::: MATERIALS PROVIDED :::
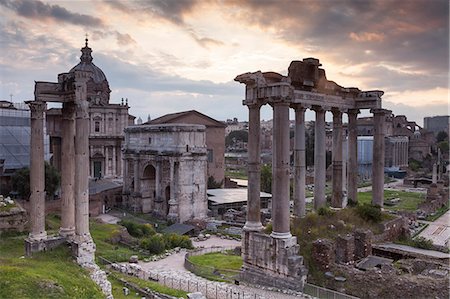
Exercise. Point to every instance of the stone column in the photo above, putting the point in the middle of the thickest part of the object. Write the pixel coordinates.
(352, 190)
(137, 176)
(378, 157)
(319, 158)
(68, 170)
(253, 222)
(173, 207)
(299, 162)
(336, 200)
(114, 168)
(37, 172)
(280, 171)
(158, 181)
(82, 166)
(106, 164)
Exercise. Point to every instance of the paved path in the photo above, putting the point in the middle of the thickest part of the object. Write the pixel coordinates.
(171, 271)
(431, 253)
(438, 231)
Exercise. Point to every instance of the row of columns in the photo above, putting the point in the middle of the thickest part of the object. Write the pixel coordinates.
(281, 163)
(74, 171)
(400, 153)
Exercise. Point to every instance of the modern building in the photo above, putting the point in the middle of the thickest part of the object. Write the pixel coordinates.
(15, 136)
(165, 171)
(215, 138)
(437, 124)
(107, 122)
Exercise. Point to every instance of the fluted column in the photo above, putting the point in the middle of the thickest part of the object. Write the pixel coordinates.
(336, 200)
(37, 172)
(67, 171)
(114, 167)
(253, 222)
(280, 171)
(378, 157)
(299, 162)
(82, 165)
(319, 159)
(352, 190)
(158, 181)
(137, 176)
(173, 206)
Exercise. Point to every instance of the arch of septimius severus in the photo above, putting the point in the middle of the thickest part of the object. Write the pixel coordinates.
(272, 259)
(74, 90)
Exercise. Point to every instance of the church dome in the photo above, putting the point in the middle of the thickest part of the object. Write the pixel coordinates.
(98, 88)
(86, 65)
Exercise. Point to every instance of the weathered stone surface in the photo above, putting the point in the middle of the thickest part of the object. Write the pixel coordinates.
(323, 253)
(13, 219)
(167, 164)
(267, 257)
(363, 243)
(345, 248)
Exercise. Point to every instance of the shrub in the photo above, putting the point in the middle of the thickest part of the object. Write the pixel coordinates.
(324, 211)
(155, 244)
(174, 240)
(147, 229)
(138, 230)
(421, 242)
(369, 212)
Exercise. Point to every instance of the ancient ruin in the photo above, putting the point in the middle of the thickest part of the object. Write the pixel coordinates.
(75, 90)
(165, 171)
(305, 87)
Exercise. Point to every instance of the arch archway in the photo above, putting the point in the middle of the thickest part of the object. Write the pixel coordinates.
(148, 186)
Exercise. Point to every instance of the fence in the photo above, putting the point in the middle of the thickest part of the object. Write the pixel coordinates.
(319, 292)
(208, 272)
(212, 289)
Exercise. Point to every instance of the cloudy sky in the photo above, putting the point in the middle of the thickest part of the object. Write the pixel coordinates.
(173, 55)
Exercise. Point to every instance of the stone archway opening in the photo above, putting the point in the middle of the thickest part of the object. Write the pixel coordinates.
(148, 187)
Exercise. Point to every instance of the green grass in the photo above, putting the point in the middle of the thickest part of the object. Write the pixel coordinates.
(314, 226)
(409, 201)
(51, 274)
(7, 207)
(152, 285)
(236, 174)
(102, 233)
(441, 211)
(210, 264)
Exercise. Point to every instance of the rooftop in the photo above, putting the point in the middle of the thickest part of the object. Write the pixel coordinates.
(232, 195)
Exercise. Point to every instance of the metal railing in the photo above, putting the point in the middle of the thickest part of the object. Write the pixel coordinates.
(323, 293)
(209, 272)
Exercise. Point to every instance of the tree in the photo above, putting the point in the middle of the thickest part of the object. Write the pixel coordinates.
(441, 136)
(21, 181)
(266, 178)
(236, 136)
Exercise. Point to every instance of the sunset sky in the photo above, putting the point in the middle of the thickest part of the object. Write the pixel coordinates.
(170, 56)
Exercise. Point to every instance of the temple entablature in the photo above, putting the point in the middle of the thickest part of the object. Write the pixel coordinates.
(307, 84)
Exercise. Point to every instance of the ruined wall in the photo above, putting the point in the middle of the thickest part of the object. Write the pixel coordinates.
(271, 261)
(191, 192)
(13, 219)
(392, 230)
:::
● EXERCISE PROMPT
Pictures in the records above are not copied; print everything else exactly.

● WRITTEN REPLY
Exercise. Point to every instance of the stone column in the photo above, putting the point in the middle of the thickest part of the object. Write the pixel coordinates.
(352, 190)
(137, 176)
(378, 157)
(319, 158)
(68, 170)
(253, 222)
(173, 207)
(299, 162)
(336, 200)
(114, 168)
(37, 172)
(280, 171)
(158, 181)
(82, 166)
(106, 164)
Exercise. Point to every instance of the paved path in the photo above, putting the point in the middle of the thickest part of the object. Write the pixel coordinates.
(171, 271)
(431, 253)
(438, 231)
Exercise. Point to every instance of the row of columns in the photo above, putting the point in the middle of the thickest part of the object. Write the pixel coordinates.
(281, 163)
(74, 171)
(400, 153)
Exercise. Point to every instance of the modern building in the photo above, putting the point in the middle of the thickest part of the object. Write the pixel coordinates.
(15, 136)
(165, 171)
(215, 138)
(437, 124)
(107, 122)
Exercise. Point to every instance of the fluted column in the photo above, putting the point in the middle of the thickest part of the object. Write the pixel coordinates.
(336, 200)
(37, 172)
(67, 171)
(114, 167)
(253, 222)
(280, 171)
(378, 157)
(299, 162)
(82, 165)
(319, 159)
(352, 190)
(158, 181)
(137, 176)
(173, 206)
Exercise. Point to every instance of the arch of septimius severus in the photo above, putting the point in the middle of the thickest part of the object. Write the pixel coordinates.
(272, 259)
(74, 90)
Exercise. Point to every instance of the church dome in the photo above, putting the point in the middle of the thickest part of the object. Write the pixel coordinates.
(98, 88)
(86, 65)
Exercise. Point to every instance of the weathered stone surface in the photo above, putting the point in the middle of the thickest part of the object. Write the pixel coordinates.
(323, 253)
(13, 219)
(167, 164)
(267, 257)
(363, 243)
(345, 248)
Exercise. Point to every instance of the shrub in the photo above, putting the point in the middle of the thickest part of the object. Write the pixel coordinates.
(324, 211)
(155, 244)
(174, 240)
(147, 229)
(138, 230)
(421, 242)
(369, 212)
Exercise. Point to every instance of the ancient ruin in the photo above, putting the point in the middle of the thickest part of the object. Write the pixel coordinates.
(75, 90)
(165, 171)
(305, 87)
Exercise. Point to every instance of the arch archway in the photo above, putting the point in the middle of the thickest part of the object. Write the pixel coordinates.
(148, 186)
Exercise. Point to every instance of the fence in the photo above, putting the point in the middle of the thickest part of the object. Write the pixel coordinates.
(319, 292)
(208, 272)
(212, 289)
Exercise. Point to every instance of the cloudy sky in the photo above, putting the point in the middle of the thickest part of the object. Write the pixel coordinates.
(173, 55)
Exercise. Point to every instance of the stone archway opening in the photo above, putting the point in the middle of the thickest part of the object. Write the pixel coordinates.
(148, 187)
Exercise. Point to every instance of the green grass in the photo above, putting the point in the middle of the thickest part of the object. Write the pixel coordinates.
(314, 226)
(409, 201)
(51, 274)
(7, 207)
(152, 285)
(236, 174)
(102, 233)
(441, 211)
(210, 264)
Exercise. Point to every instance of the rooftop in the photo above, putting the point in the middle of the thickest part of the object. Write the pixel coordinates.
(232, 195)
Exercise. Point to every instance of the metal railing in the photo above, putting the point in the middle of the thickest part of the object. Write the pixel coordinates.
(323, 293)
(209, 272)
Exercise. Point to every instance of the tree in the photo above, putting the point in the middle of the thickest part of the object. Write the pixel coordinates.
(441, 136)
(21, 181)
(266, 178)
(236, 136)
Exercise. Point to every instance of the sunset sky in the photo above, putting the point in the middle of the thickest part of the object. Write the pixel coordinates.
(170, 56)
Exercise. Point to every instance of the temple entablature in the photo above, putting the point in the middle of the thickest part of the object. Write the pixel coordinates.
(307, 84)
Exercise. Point to every instance of the ruined wall in the photo above, putting the point in the middle of the thickest part of the object. Write the pixel coordinates.
(271, 261)
(191, 192)
(13, 219)
(392, 230)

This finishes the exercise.